## begin

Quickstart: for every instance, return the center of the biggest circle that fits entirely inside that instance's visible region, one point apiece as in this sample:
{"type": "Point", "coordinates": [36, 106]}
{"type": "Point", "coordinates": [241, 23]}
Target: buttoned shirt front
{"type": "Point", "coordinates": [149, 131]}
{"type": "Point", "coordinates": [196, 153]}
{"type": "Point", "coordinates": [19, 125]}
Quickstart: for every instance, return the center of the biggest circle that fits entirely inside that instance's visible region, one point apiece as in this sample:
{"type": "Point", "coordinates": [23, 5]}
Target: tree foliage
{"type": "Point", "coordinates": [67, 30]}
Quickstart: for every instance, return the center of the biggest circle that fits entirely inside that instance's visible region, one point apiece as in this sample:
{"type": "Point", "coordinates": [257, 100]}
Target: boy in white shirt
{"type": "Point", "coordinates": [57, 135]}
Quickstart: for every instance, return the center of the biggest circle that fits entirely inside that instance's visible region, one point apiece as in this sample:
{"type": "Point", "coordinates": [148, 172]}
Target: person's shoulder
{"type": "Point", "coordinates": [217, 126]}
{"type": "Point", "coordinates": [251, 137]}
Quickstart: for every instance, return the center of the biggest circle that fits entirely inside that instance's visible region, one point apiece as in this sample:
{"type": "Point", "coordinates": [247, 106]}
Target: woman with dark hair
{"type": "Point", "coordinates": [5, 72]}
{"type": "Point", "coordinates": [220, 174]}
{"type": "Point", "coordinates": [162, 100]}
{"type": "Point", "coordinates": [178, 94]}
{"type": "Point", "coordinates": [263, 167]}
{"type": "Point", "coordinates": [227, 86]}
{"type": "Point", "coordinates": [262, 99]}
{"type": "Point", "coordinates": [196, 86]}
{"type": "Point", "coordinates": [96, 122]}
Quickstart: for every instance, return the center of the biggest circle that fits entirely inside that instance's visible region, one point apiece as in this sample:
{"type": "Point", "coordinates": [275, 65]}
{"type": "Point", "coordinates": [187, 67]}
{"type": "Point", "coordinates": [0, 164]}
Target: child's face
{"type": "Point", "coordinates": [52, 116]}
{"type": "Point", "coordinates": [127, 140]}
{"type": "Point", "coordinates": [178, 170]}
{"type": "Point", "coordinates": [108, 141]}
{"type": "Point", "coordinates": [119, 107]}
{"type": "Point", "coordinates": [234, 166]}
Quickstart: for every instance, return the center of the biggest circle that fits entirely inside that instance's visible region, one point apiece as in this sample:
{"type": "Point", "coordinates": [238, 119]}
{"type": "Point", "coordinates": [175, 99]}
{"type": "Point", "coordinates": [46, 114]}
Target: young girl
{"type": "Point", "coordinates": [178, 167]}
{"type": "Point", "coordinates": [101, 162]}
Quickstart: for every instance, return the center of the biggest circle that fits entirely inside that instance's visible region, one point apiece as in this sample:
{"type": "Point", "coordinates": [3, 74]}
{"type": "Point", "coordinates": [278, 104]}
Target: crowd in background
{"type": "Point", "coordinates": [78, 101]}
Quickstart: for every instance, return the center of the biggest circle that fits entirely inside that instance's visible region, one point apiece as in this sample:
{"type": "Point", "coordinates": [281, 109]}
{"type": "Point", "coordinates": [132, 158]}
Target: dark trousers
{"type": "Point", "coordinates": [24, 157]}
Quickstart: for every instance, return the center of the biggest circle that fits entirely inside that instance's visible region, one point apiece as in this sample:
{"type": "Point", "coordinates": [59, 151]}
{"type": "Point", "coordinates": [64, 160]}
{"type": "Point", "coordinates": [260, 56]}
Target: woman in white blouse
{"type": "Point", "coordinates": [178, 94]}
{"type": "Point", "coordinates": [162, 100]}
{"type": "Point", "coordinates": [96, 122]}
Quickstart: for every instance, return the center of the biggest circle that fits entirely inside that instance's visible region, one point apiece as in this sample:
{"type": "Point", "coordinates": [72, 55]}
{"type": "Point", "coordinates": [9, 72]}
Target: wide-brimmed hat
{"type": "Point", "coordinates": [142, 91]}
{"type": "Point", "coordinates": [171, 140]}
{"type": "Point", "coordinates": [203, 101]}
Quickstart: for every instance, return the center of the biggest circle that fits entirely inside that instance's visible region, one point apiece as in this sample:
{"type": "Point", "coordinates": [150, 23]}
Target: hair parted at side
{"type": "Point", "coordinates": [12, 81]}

## end
## begin

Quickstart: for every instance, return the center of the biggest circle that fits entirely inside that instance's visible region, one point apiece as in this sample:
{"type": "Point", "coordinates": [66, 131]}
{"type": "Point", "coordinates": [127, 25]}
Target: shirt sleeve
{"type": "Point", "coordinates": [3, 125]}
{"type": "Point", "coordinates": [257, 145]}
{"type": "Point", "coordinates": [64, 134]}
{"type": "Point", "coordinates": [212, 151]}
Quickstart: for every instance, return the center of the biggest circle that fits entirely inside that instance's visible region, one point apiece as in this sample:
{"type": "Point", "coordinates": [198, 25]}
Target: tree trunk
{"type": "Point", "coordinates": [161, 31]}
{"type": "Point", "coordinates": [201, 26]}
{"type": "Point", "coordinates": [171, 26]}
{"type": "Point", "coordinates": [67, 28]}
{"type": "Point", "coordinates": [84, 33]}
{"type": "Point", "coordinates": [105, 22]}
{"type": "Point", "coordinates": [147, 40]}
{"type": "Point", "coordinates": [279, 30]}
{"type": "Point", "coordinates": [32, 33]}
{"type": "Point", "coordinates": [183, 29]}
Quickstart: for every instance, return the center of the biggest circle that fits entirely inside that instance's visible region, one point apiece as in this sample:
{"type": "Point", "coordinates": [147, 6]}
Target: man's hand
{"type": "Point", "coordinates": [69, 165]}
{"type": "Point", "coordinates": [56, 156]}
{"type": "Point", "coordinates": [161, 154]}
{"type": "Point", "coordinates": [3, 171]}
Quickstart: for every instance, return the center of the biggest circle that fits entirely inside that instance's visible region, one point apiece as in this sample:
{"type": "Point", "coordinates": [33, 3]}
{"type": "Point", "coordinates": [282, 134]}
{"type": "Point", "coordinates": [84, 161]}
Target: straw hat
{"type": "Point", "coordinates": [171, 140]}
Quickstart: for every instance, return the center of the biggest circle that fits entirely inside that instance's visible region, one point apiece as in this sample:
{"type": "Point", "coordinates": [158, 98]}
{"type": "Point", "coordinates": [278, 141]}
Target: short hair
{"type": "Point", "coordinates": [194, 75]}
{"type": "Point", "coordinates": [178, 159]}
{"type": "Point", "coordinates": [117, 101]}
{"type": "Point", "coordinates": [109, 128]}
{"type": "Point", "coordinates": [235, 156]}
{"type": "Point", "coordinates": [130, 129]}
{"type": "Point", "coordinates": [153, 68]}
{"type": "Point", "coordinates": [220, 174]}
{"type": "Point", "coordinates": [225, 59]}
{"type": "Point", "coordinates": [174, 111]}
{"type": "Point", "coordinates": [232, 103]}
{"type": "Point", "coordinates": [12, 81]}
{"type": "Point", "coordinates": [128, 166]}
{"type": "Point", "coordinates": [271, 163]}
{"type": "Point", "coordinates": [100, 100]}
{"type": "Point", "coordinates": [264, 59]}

## end

Written exercise:
Count the lines of the data above that contain the word "dark". Give only the number.

Solution below:
2